[Pointing entries for labeled objects]
========================================================================

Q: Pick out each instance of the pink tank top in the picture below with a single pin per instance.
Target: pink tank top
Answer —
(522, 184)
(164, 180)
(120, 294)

========================================================================

__WHAT THIS TASK INVOLVES__: Copy every line of the records above verbatim, changing nothing.

__EXERCISE SOLUTION__:
Q: Pick out each instance of the pink tank top in the picture below with a single pin per instance.
Target: pink tank top
Answer —
(522, 184)
(164, 180)
(120, 294)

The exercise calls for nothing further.